BRIEF:
Gather from the listing below each line that includes the word "bowl", and copy it.

BEGIN DATA FOR PROCESSING

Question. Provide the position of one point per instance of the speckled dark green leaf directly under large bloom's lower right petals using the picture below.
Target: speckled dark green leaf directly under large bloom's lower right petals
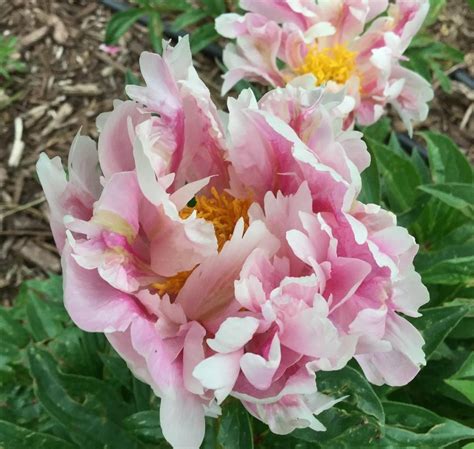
(348, 381)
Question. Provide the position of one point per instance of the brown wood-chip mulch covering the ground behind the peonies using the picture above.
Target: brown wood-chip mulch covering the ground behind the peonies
(69, 81)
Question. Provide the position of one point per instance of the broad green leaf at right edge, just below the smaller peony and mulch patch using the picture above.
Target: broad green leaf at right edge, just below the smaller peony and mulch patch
(447, 163)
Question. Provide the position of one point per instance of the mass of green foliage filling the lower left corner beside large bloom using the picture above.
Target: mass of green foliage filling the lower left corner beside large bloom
(62, 388)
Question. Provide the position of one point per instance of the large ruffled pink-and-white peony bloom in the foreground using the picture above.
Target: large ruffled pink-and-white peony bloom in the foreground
(226, 254)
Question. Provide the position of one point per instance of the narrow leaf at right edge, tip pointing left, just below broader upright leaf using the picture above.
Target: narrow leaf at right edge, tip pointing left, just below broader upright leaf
(456, 195)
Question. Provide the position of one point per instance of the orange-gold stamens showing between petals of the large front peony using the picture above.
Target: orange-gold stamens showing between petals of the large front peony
(220, 209)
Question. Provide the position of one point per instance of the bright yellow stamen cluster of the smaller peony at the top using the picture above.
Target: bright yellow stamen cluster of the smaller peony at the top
(330, 64)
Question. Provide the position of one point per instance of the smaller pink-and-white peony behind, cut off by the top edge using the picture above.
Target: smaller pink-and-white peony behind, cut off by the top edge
(342, 44)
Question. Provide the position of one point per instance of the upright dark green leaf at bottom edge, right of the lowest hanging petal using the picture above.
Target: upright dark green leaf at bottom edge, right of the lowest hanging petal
(235, 431)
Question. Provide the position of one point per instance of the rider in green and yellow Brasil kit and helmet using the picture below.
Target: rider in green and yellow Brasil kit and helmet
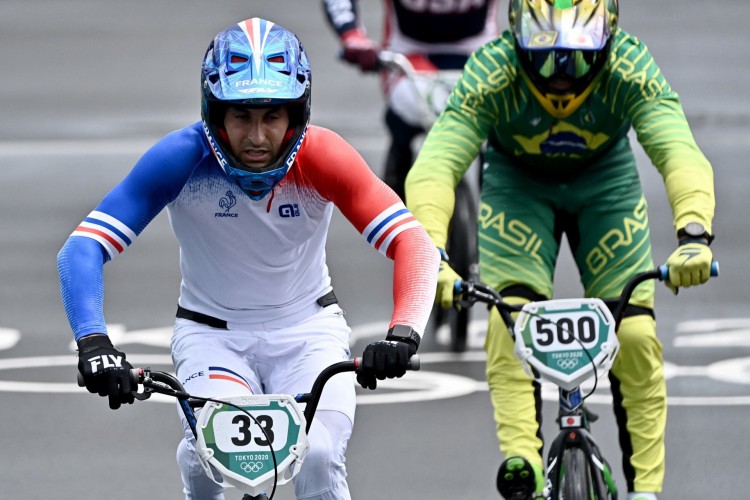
(555, 97)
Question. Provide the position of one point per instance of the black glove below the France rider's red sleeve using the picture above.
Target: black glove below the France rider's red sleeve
(388, 358)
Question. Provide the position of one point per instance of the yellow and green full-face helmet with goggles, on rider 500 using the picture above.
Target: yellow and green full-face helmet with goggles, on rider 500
(562, 45)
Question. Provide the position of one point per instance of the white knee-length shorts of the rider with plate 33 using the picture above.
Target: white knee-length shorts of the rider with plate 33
(281, 357)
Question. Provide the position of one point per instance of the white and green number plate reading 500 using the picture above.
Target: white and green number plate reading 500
(554, 337)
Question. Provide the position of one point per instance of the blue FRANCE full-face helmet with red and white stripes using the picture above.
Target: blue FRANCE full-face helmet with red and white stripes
(255, 63)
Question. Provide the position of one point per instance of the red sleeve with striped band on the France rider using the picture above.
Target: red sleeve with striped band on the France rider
(339, 174)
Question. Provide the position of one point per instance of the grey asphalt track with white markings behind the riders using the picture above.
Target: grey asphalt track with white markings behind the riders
(88, 85)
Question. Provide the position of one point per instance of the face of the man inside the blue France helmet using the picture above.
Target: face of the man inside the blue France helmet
(256, 134)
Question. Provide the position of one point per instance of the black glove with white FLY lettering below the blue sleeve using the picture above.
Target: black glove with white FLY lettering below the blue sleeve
(105, 370)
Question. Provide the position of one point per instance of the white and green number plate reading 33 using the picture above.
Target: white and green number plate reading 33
(239, 446)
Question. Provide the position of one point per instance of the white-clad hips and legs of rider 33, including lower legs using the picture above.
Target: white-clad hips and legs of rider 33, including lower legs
(280, 357)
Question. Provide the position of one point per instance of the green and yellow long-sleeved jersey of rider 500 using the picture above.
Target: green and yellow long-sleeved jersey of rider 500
(493, 102)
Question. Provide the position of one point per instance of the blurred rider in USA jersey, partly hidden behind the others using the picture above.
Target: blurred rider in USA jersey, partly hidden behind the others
(433, 34)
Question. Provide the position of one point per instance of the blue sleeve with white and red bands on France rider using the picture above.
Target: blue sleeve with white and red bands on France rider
(154, 181)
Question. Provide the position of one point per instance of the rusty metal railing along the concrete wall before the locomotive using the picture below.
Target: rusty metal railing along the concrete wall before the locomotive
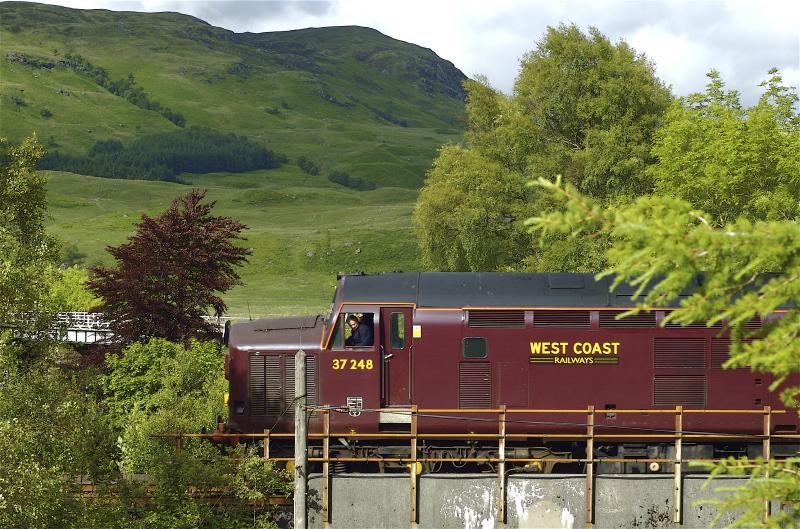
(678, 435)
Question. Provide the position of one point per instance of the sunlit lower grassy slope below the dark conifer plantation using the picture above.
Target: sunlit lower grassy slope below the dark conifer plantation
(303, 229)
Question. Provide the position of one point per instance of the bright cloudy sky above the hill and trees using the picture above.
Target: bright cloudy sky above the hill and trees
(685, 39)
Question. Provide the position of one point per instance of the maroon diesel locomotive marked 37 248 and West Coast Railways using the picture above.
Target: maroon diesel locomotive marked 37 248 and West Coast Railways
(468, 341)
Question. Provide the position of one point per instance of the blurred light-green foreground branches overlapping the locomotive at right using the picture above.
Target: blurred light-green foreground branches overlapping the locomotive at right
(661, 245)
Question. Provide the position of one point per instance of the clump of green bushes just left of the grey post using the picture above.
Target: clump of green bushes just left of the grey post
(160, 387)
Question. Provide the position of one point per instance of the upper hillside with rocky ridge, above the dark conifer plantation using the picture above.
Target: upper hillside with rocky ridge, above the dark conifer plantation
(349, 98)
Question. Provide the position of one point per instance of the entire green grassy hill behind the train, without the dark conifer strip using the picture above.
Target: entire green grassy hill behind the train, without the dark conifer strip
(348, 98)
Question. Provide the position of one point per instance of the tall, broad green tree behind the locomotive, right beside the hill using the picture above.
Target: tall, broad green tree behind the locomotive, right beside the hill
(582, 107)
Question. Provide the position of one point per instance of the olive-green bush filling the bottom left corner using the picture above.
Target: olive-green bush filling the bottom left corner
(51, 431)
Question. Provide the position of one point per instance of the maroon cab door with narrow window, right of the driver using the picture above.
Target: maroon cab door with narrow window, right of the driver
(396, 352)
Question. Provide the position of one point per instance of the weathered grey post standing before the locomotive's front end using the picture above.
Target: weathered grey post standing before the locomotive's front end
(300, 433)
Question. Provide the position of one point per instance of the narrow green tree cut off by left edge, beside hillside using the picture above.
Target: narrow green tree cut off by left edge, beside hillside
(26, 251)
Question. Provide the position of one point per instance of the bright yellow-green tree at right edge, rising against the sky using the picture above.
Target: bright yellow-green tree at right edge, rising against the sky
(731, 161)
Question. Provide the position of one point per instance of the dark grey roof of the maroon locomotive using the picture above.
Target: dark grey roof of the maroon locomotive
(487, 289)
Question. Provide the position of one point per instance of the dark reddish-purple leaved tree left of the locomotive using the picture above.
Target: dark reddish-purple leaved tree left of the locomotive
(170, 273)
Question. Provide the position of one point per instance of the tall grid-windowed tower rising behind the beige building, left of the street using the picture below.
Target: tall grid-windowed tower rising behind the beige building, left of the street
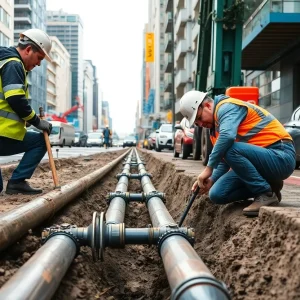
(69, 30)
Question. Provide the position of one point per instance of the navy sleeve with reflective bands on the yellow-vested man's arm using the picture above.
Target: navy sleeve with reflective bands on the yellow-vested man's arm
(13, 82)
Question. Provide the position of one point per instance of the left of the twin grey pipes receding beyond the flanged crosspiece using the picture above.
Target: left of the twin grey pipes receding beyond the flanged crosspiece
(115, 213)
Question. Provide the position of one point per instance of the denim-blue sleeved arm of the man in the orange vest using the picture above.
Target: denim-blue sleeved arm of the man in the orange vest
(229, 116)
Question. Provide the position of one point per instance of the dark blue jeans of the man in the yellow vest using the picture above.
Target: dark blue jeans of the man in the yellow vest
(34, 147)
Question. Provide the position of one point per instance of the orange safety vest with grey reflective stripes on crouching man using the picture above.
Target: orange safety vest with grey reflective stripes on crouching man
(258, 128)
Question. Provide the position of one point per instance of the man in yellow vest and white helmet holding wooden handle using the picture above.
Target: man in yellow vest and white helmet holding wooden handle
(34, 45)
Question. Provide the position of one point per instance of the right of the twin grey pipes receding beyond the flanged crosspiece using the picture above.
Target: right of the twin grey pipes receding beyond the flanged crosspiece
(159, 214)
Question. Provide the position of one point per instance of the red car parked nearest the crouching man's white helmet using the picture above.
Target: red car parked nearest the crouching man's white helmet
(183, 139)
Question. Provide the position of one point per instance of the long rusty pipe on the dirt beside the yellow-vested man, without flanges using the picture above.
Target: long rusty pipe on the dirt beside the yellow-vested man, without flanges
(15, 223)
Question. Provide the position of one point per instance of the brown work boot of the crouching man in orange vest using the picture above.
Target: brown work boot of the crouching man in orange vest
(266, 199)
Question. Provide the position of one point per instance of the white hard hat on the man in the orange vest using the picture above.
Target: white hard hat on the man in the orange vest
(189, 104)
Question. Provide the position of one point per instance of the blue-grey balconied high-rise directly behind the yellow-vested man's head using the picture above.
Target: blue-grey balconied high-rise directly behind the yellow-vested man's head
(32, 14)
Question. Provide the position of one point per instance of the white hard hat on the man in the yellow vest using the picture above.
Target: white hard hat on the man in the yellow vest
(39, 38)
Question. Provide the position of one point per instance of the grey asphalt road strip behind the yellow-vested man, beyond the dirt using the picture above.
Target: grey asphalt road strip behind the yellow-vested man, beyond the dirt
(61, 153)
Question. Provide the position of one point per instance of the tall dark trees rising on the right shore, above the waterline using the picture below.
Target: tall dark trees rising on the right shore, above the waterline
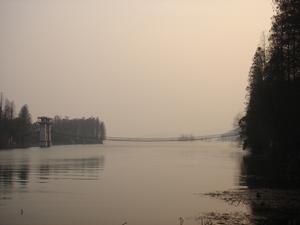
(272, 120)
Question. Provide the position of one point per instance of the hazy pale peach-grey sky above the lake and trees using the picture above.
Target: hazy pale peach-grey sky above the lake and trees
(145, 67)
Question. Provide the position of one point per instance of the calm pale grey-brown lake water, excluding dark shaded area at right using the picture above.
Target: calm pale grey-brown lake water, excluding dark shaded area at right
(114, 183)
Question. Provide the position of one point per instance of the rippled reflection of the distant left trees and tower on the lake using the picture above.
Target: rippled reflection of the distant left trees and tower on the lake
(13, 172)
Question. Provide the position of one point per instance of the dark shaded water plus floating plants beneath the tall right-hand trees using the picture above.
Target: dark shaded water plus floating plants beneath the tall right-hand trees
(271, 192)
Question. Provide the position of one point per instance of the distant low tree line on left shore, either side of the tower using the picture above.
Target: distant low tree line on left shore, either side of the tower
(18, 131)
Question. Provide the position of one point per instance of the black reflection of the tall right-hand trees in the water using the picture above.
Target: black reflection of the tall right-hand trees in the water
(273, 189)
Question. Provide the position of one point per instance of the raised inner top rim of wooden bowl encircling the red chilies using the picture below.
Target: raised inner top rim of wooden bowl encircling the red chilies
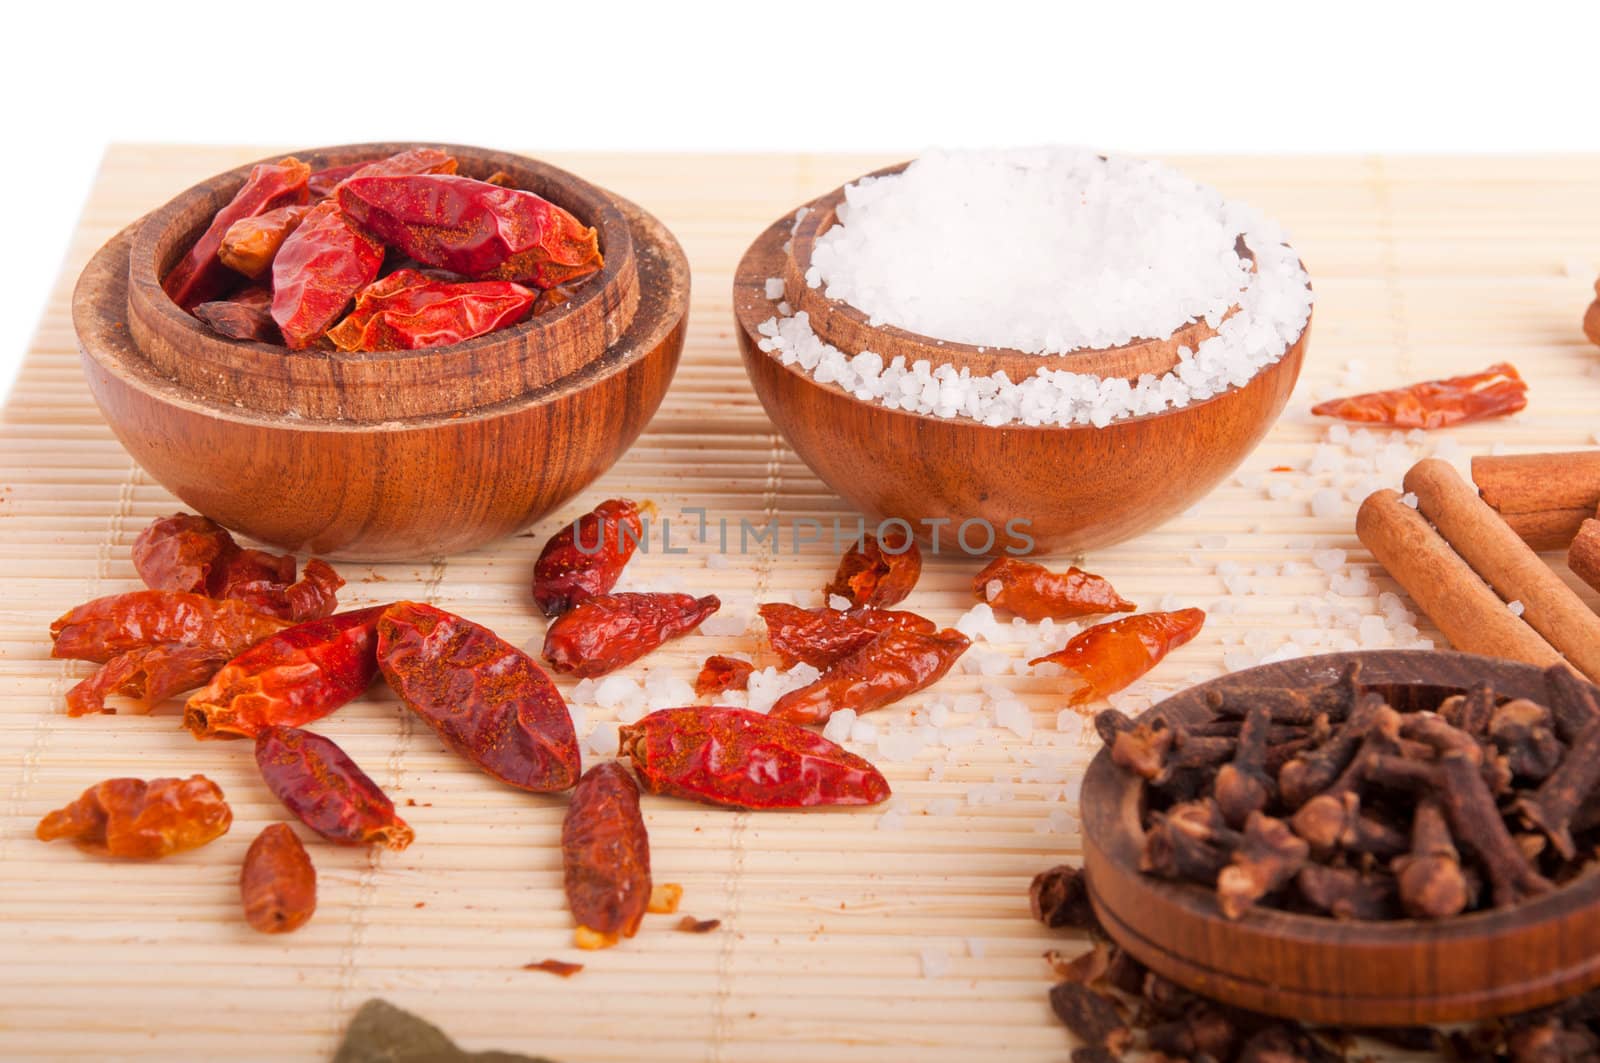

END DATA FOR PROCESSING

ANSWER TO THIS EXERCISE:
Question. Provide the position of one point per instance of the raised inner top rim of wooden bowl encircling the red chilies using the picture below.
Target: raised inner top rim of wooden bowl encircling the red chilies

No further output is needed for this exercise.